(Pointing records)
-.-.-

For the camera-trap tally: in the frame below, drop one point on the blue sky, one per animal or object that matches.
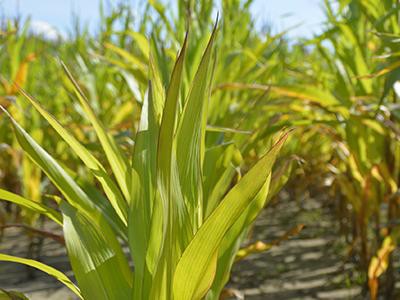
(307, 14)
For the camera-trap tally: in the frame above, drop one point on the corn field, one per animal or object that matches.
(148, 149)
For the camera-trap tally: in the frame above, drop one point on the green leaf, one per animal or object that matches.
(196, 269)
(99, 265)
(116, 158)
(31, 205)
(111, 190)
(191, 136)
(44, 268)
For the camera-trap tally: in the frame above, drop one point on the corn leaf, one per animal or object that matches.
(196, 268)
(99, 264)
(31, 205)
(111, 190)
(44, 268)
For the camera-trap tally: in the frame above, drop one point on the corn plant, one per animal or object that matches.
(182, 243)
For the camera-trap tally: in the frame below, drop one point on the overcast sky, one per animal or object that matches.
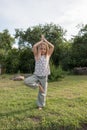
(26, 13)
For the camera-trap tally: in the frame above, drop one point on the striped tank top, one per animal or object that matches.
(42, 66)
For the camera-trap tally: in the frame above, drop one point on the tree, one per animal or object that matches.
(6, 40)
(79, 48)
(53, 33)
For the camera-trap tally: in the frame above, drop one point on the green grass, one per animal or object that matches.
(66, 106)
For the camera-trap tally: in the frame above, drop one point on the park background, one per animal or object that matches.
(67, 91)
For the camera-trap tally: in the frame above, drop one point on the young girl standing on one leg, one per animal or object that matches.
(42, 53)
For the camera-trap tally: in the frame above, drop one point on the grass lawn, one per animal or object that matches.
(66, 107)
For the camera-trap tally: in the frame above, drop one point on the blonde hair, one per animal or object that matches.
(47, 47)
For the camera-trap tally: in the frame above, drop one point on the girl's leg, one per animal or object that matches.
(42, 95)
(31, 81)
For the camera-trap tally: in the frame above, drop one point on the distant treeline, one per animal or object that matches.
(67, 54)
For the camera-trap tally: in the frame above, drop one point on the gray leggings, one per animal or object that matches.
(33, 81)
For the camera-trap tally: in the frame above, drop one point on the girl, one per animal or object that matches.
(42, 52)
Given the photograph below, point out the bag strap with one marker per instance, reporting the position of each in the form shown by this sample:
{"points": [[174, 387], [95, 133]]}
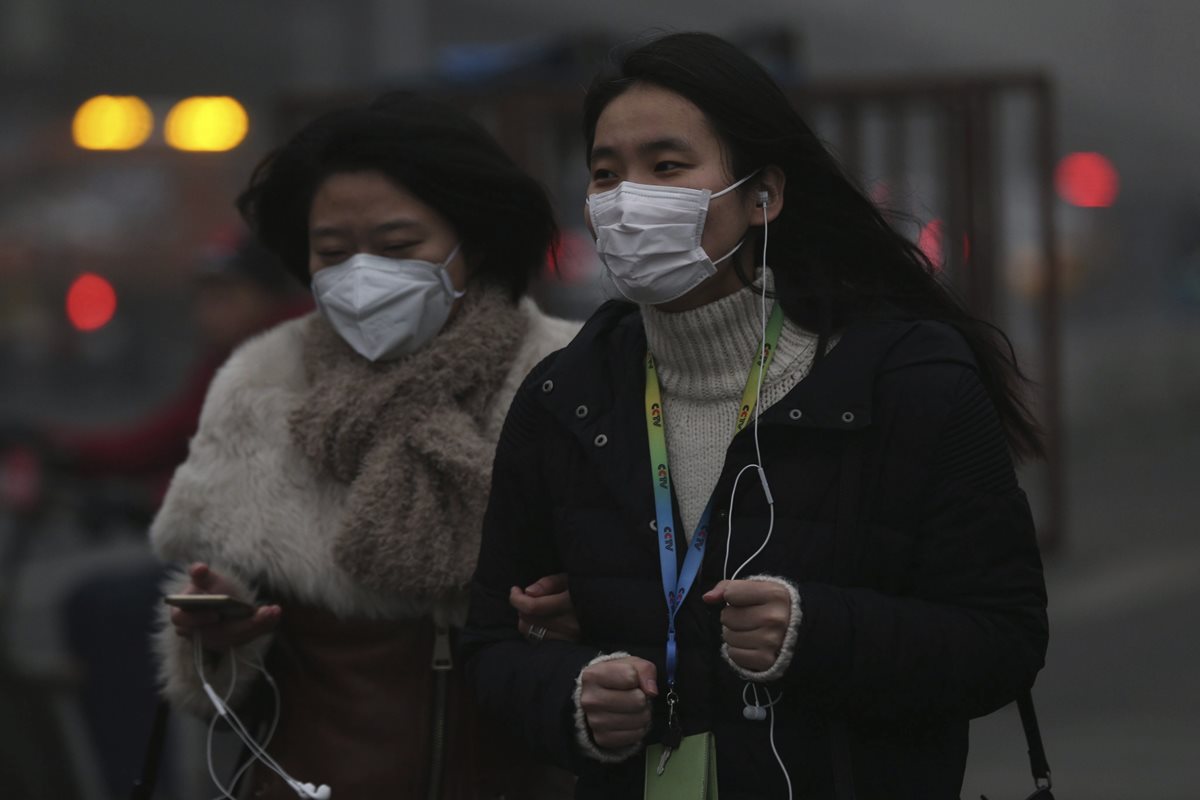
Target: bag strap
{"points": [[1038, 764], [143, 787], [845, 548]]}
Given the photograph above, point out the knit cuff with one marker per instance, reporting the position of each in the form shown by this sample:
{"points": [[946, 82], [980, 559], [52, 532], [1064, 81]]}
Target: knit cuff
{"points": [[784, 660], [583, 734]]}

-.-.-

What you are asked to do: Copy everything from the line containing "Given the photograph above, point" down to the end of the listing, with both ends included. Multiply each coordinate in the answers by 0.35 and round to whole numbers, with halves rounding up, but leave the numbers in the requests and their format samples unchanged.

The output:
Given the photograph above, point out the knit cuff with one marker per instance, reporting the position of each in the form shown by this sample:
{"points": [[946, 82], [980, 559], [52, 532], [1064, 81]]}
Target: knit cuff
{"points": [[274, 231], [204, 257]]}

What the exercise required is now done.